▶ [Task brief]: Find "Target: dark bird in water" in the data below; transcribe the line it appears on and each line after it, exactly, to the end, and nothing else.
-------------------------
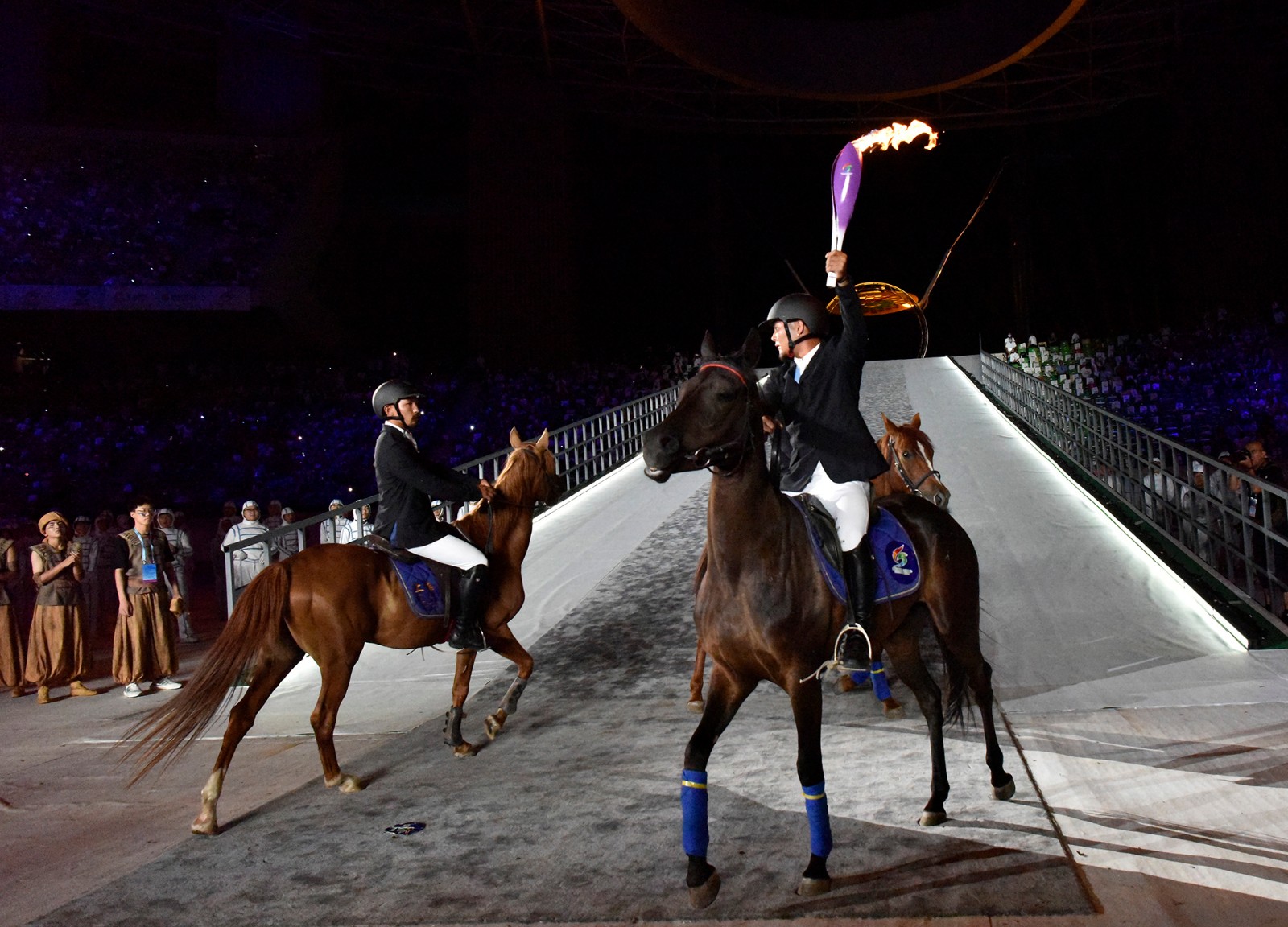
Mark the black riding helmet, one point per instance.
(808, 309)
(390, 393)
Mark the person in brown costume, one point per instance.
(10, 641)
(146, 626)
(58, 648)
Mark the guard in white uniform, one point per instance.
(180, 546)
(251, 560)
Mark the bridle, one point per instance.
(893, 460)
(716, 460)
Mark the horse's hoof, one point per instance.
(705, 894)
(811, 886)
(351, 783)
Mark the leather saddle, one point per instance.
(897, 564)
(431, 589)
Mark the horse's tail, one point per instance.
(957, 698)
(167, 733)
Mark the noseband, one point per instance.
(893, 460)
(716, 459)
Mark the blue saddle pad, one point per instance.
(898, 570)
(423, 587)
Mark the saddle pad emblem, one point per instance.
(423, 587)
(898, 571)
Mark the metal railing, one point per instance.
(584, 451)
(1234, 525)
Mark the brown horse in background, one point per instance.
(766, 612)
(911, 456)
(328, 602)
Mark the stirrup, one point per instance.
(861, 665)
(836, 662)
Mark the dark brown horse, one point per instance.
(328, 602)
(764, 609)
(911, 456)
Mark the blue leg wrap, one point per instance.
(819, 824)
(693, 804)
(880, 688)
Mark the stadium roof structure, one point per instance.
(658, 61)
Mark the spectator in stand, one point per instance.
(289, 542)
(180, 547)
(58, 649)
(10, 641)
(146, 628)
(1256, 463)
(251, 560)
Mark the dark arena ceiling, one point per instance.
(728, 64)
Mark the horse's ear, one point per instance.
(750, 351)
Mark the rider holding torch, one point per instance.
(832, 456)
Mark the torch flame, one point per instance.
(895, 135)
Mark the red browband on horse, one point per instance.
(732, 370)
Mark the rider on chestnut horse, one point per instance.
(834, 457)
(409, 483)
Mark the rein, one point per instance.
(893, 460)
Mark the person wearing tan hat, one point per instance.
(58, 649)
(146, 628)
(10, 641)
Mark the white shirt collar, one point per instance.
(406, 435)
(802, 364)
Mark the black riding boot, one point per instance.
(861, 581)
(467, 634)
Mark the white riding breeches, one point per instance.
(452, 551)
(847, 502)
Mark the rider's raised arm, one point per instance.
(856, 334)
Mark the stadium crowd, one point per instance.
(1210, 388)
(152, 210)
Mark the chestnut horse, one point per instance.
(764, 609)
(328, 602)
(911, 456)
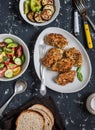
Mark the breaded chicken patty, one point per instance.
(45, 2)
(62, 65)
(75, 55)
(56, 40)
(65, 78)
(52, 56)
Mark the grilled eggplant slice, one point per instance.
(50, 7)
(38, 17)
(30, 16)
(45, 2)
(46, 14)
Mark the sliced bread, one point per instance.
(30, 120)
(45, 109)
(48, 122)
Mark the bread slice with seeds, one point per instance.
(30, 120)
(46, 110)
(48, 121)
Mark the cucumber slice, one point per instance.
(23, 58)
(8, 40)
(9, 73)
(8, 51)
(11, 45)
(18, 61)
(1, 50)
(26, 7)
(2, 66)
(14, 58)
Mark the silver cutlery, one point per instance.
(82, 11)
(20, 87)
(42, 50)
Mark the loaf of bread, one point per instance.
(37, 117)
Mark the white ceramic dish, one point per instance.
(26, 52)
(57, 8)
(50, 75)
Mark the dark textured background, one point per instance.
(71, 106)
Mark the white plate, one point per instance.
(26, 52)
(57, 9)
(49, 75)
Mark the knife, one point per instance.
(76, 19)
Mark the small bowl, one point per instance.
(57, 9)
(26, 53)
(90, 103)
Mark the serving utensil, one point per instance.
(20, 87)
(42, 50)
(81, 8)
(84, 12)
(76, 19)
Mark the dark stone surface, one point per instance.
(72, 106)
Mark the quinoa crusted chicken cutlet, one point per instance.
(52, 56)
(61, 60)
(56, 40)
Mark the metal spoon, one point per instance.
(20, 87)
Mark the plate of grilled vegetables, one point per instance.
(66, 64)
(39, 12)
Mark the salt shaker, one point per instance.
(90, 103)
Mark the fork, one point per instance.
(82, 10)
(42, 50)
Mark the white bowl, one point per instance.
(57, 8)
(25, 50)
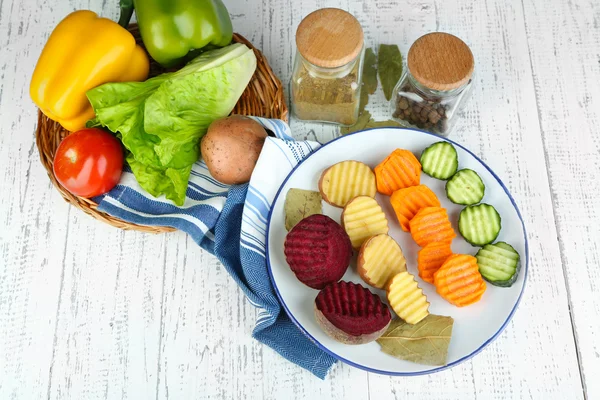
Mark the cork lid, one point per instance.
(329, 38)
(440, 61)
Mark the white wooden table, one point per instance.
(91, 312)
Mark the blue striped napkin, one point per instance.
(230, 222)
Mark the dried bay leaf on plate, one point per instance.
(389, 66)
(299, 204)
(360, 124)
(381, 124)
(423, 343)
(369, 78)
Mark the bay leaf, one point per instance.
(363, 120)
(299, 204)
(381, 124)
(369, 78)
(424, 343)
(389, 67)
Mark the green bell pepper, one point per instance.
(171, 29)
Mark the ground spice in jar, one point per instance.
(326, 80)
(326, 99)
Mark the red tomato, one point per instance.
(89, 162)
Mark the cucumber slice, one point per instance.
(440, 160)
(499, 264)
(479, 224)
(465, 187)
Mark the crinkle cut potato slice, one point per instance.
(346, 180)
(363, 218)
(379, 259)
(407, 299)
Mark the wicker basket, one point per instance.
(262, 98)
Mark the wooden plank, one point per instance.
(564, 46)
(189, 336)
(103, 339)
(500, 124)
(108, 332)
(32, 217)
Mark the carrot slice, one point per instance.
(431, 224)
(399, 170)
(431, 257)
(408, 201)
(458, 280)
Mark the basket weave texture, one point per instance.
(262, 98)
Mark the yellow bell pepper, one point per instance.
(83, 51)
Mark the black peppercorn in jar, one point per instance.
(326, 81)
(435, 85)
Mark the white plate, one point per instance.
(475, 326)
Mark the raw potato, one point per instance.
(362, 218)
(346, 180)
(380, 258)
(231, 148)
(407, 299)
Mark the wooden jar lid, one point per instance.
(440, 61)
(329, 38)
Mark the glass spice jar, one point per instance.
(436, 84)
(326, 81)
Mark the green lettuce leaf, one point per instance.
(161, 121)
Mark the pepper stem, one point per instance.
(126, 12)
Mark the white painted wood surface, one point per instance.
(91, 312)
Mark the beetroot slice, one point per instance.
(353, 309)
(318, 251)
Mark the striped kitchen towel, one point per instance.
(230, 222)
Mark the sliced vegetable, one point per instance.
(458, 280)
(431, 257)
(171, 29)
(346, 180)
(363, 218)
(431, 224)
(380, 258)
(408, 201)
(465, 187)
(479, 224)
(499, 264)
(440, 160)
(399, 170)
(407, 299)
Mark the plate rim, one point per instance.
(374, 370)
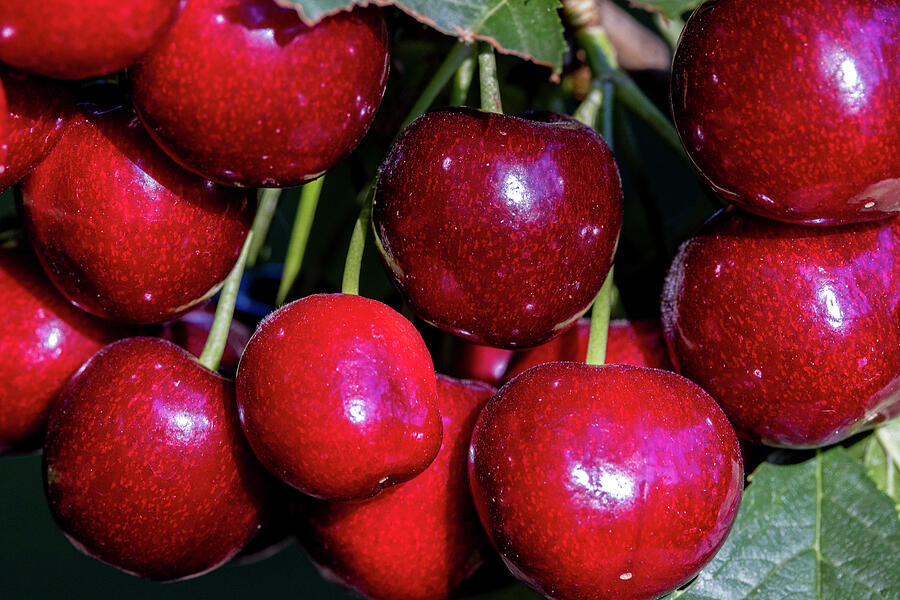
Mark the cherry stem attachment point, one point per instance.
(211, 356)
(487, 76)
(303, 221)
(600, 323)
(265, 211)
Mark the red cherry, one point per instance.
(337, 397)
(145, 466)
(37, 111)
(416, 541)
(75, 39)
(498, 229)
(636, 343)
(123, 231)
(244, 93)
(793, 330)
(604, 482)
(43, 341)
(783, 106)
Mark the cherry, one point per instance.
(123, 231)
(417, 540)
(37, 111)
(636, 343)
(244, 93)
(498, 229)
(75, 39)
(604, 482)
(145, 467)
(781, 105)
(793, 330)
(43, 341)
(337, 397)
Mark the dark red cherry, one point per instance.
(123, 231)
(37, 111)
(637, 343)
(793, 330)
(611, 482)
(783, 105)
(498, 229)
(145, 467)
(337, 397)
(244, 93)
(43, 341)
(75, 39)
(415, 541)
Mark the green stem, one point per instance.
(600, 323)
(462, 82)
(265, 211)
(306, 213)
(353, 265)
(487, 76)
(218, 334)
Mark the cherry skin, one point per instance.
(793, 330)
(43, 341)
(337, 397)
(244, 93)
(612, 482)
(416, 541)
(637, 343)
(781, 105)
(76, 39)
(495, 228)
(37, 109)
(124, 232)
(145, 467)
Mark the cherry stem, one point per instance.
(487, 76)
(303, 221)
(600, 323)
(265, 212)
(211, 356)
(462, 82)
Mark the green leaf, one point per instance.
(531, 29)
(817, 530)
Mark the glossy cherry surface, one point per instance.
(793, 330)
(637, 343)
(43, 341)
(75, 39)
(599, 483)
(123, 231)
(244, 93)
(418, 540)
(781, 105)
(498, 229)
(337, 397)
(145, 467)
(37, 108)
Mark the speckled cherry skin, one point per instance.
(43, 341)
(415, 541)
(781, 105)
(124, 232)
(337, 396)
(599, 483)
(37, 108)
(244, 93)
(145, 467)
(638, 343)
(793, 330)
(498, 229)
(76, 39)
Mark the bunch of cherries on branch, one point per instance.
(590, 480)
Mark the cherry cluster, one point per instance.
(781, 323)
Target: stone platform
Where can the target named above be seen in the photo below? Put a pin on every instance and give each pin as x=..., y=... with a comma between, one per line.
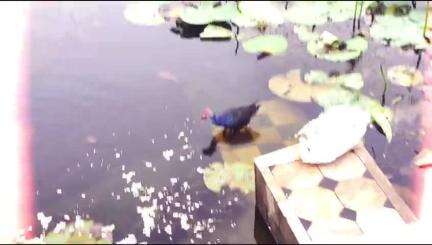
x=344, y=201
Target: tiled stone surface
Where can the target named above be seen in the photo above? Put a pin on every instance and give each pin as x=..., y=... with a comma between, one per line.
x=360, y=193
x=303, y=203
x=344, y=168
x=296, y=176
x=337, y=203
x=315, y=204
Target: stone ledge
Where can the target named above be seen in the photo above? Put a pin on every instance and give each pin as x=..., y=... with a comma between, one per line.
x=339, y=202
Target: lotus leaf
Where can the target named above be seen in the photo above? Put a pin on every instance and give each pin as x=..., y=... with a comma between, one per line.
x=262, y=11
x=236, y=175
x=272, y=44
x=213, y=31
x=207, y=12
x=400, y=31
x=329, y=47
x=404, y=76
x=144, y=13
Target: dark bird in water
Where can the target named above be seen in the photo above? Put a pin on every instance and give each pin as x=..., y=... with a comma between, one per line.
x=232, y=120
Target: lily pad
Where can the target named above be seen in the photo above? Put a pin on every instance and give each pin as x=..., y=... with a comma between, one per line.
x=215, y=177
x=235, y=175
x=383, y=116
x=272, y=44
x=291, y=87
x=404, y=76
x=329, y=47
x=262, y=11
x=424, y=158
x=327, y=95
x=207, y=12
x=400, y=31
x=350, y=80
x=144, y=13
x=304, y=33
x=320, y=12
x=215, y=32
x=88, y=233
-------------------------
▶ [Exercise solution]:
Target: dark bird in water
Where can the target named above be seen in the photo above? Put a pin on every instance and give each pin as x=..., y=... with a comma between, one per line.
x=232, y=120
Target: lily pad
Where can the target named above be seen in the photo above? Put a pin on every instance and give each pin as x=..., y=... with a comma between, one per line.
x=215, y=177
x=235, y=175
x=383, y=116
x=272, y=44
x=291, y=87
x=404, y=76
x=329, y=47
x=262, y=11
x=424, y=158
x=327, y=95
x=207, y=12
x=400, y=31
x=350, y=80
x=144, y=13
x=304, y=33
x=320, y=12
x=215, y=32
x=88, y=233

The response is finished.